• [Short task]:
Turn the lines below into a JSON list of strings, one string per line, with blank lines omitted. Keep the pictures out of your answer.

::::::

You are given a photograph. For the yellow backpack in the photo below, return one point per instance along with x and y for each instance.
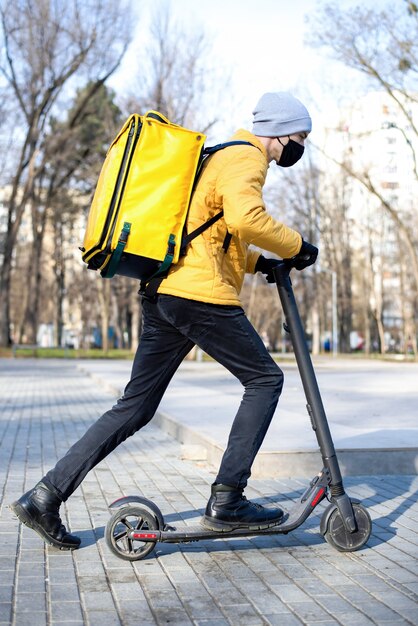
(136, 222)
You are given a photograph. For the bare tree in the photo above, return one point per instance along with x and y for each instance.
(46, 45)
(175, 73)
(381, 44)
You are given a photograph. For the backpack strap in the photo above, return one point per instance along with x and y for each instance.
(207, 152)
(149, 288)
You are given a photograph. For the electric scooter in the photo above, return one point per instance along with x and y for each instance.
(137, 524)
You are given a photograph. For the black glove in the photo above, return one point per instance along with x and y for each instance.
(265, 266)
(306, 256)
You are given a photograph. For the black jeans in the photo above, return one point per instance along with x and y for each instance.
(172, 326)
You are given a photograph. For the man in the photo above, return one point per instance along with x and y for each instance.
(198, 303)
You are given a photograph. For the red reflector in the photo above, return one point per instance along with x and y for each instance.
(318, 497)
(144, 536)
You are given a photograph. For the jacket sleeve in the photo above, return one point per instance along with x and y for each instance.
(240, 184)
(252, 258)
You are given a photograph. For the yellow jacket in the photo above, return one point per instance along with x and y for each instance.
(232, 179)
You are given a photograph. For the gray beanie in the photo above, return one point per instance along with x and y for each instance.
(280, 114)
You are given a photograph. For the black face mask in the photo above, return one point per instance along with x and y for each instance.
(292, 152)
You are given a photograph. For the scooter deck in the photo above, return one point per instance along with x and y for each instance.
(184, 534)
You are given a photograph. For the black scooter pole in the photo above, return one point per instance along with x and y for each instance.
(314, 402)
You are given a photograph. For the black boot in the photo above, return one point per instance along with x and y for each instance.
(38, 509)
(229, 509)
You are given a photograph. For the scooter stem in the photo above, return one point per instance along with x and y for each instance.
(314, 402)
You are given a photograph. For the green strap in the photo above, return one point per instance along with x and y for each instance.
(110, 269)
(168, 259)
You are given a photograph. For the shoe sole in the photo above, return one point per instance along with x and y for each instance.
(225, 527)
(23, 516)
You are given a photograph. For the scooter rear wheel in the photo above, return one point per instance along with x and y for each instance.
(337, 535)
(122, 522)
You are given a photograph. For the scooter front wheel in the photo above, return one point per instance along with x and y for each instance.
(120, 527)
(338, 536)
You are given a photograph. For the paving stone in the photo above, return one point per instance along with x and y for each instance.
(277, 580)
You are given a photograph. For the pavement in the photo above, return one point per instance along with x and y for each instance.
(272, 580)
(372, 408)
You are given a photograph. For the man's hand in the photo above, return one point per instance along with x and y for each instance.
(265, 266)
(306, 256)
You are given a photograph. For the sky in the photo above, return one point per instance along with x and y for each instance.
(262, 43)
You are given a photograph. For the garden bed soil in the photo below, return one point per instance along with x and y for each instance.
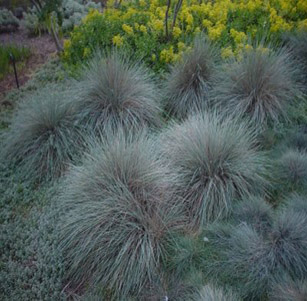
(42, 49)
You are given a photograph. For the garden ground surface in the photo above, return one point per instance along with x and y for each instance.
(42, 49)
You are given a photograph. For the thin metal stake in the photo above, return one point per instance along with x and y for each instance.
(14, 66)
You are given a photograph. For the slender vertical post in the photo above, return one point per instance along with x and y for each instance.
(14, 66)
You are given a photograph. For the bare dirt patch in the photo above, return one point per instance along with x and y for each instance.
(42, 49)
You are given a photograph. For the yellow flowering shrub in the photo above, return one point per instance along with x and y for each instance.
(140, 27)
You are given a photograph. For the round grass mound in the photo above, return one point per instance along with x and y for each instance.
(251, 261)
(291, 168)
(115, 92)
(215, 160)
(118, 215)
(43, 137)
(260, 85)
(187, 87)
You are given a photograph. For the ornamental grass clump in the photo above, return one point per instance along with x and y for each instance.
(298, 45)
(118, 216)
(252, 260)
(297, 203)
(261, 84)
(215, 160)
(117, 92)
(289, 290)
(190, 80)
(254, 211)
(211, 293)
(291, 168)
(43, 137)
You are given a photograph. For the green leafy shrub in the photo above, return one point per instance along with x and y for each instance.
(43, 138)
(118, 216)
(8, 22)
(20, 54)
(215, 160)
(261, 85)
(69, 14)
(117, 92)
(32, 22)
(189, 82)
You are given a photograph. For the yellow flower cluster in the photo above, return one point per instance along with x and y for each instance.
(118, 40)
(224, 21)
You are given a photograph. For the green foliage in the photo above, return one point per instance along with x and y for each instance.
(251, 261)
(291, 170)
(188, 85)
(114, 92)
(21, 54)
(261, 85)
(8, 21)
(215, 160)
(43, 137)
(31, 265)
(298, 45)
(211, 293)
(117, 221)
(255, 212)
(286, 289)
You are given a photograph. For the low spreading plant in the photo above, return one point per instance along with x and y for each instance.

::::::

• [Exercise result]:
[
  "You are given a photograph. For the yellow backpack in the photo below, return one point per instance along with x and y for each instance.",
  "(136, 222)",
  "You are given a photograph. For the bare tree in the photo above, return one point per instance along with x and y for each instance.",
  "(46, 45)",
  "(175, 73)",
  "(381, 44)",
  "You are given a photograph. For the backpack strap in the photo above, return one point per instance along with x and y for each instance.",
  "(207, 152)",
  "(149, 288)",
  "You are given a photograph. For the electric scooter in the photo above, return one point per instance along with x and y for each instance.",
  "(137, 524)",
  "You are given a photograph. For the black glove in the photo above, return one point per instance along with x and y for each instance.",
  "(265, 266)",
  "(306, 256)",
  "You are given a photograph. For the black jeans in the photo above, return one point per instance along with x and y for each instance.",
  "(172, 326)",
  "You are given a photograph. For the man in the photo above, return one point per instance along with x and y for each instance.",
  "(198, 303)",
  "You are given a photograph. For the red reflector in the photo above, return one point per instance along with x and y for each instance.",
  "(318, 497)",
  "(144, 536)",
  "You are given a photograph. For the jacket sleeve in the photo above, return one point per instance along with x and y for each instance.",
  "(240, 184)",
  "(252, 258)",
  "You are given a photograph. For the yellow jacket in the photo above, return one point per instance along with x and y for each instance.",
  "(232, 179)",
  "You are given a photograph. For the gray beanie in the photo above, return one point per instance along with x and y for each instance.",
  "(280, 114)",
  "You are given a photograph. For the black face mask in the photo above, return one point per instance along with x and y for each instance.",
  "(292, 152)",
  "You are given a photograph. For the scooter deck in the photo above, return one point per instance along with x and y for each instance.",
  "(184, 534)",
  "You are given a photograph. For the black scooter pole in the photo above, return one point per instance along with x and y for each instance.",
  "(314, 402)",
  "You are given a photograph. For the black boot in the photo above, return one point per instance along with x and y for each instance.",
  "(38, 509)",
  "(229, 509)",
  "You are given a photograph. For the scooter stem in the photo above, return one point per instance along with x and y for each instance.",
  "(314, 402)",
  "You are given a photograph. For the green strap in the photo above, return one point per instance along with x and y for each instance.",
  "(110, 269)",
  "(168, 259)",
  "You are given a photograph. For the shoe sole in the photo above, return one point per instance along with x and y for each instance.",
  "(225, 527)",
  "(23, 516)",
  "You are given a photograph. For the scooter rear wheel in the photo above, return one point per instance along with x and y for each instance.",
  "(337, 535)",
  "(122, 522)",
  "You are given a photograph. For the scooter front wheel in the photo above, return one point per instance along with x and y for each instance.",
  "(120, 527)",
  "(338, 536)",
  "You are given a photograph. For the paving stone in the photo above, return one point per instance along with x and y for each instance.",
  "(277, 580)",
  "You are given a photograph. For the pavement in the photo above, return one point per instance along with x and y for each instance.",
  "(272, 580)",
  "(372, 408)",
  "You are given a photograph. For the man's hand in the photo above, return one point per instance along with x and y for each instance.",
  "(265, 266)",
  "(306, 256)",
  "You are given a photograph. For the sky in the photo above, return one point per instance along with x and y for each instance.",
  "(262, 43)",
  "You are given a photograph. For the garden bed soil in the photo below, return one point per instance along with x and y for each instance.",
  "(42, 49)",
  "You are given a photograph. For the garden ground surface in the photo above, return one point per instance along with x and y for each instance.",
  "(42, 49)",
  "You are given a photograph. For the thin metal stake in the photo above, return one point per instance along with x and y for each instance.",
  "(14, 66)",
  "You are given a photograph. For the slender vertical post in the photo above, return one point per instance along with x and y for each instance.",
  "(14, 66)",
  "You are given a photograph. For the bare dirt patch in the photo above, return one point per instance along with x and y for each instance.",
  "(42, 49)",
  "You are given a photograph. For the yellow flowering shrub in the photo above, return one point per instance along with x and y for each instance.",
  "(140, 27)",
  "You are given a photograph. For the round grass mound in the photo above, return one point per instance along with x and y for each instance.",
  "(251, 261)",
  "(291, 168)",
  "(115, 92)",
  "(215, 160)",
  "(118, 215)",
  "(43, 137)",
  "(260, 85)",
  "(187, 87)",
  "You are given a photograph. For the ornamental grass clump in the photo above, return one point per instance along with x and y for each instance.",
  "(298, 45)",
  "(118, 216)",
  "(252, 260)",
  "(297, 203)",
  "(261, 84)",
  "(215, 160)",
  "(117, 92)",
  "(289, 290)",
  "(190, 80)",
  "(254, 211)",
  "(211, 293)",
  "(291, 168)",
  "(43, 137)",
  "You are given a photograph. For the green leafy shrub in the photo above, return one point per instance along with x and y for each instance.",
  "(43, 138)",
  "(118, 216)",
  "(8, 22)",
  "(20, 54)",
  "(215, 160)",
  "(261, 85)",
  "(69, 14)",
  "(117, 92)",
  "(32, 22)",
  "(189, 82)",
  "You are given a photograph. For the yellow flower cluster in the photo above, return one point per instance along with x and y for each instance.",
  "(118, 40)",
  "(224, 21)",
  "You are given a photograph. For the green foliage in the photo above, return one point per instance along with x and y for each instance.",
  "(251, 261)",
  "(291, 170)",
  "(188, 85)",
  "(114, 92)",
  "(21, 54)",
  "(261, 85)",
  "(8, 21)",
  "(215, 160)",
  "(43, 137)",
  "(31, 265)",
  "(298, 45)",
  "(211, 293)",
  "(117, 221)",
  "(255, 212)",
  "(286, 289)",
  "You are given a photograph. For the low spreading plant in the photo above, return one point per instance along with x and y for each instance."
]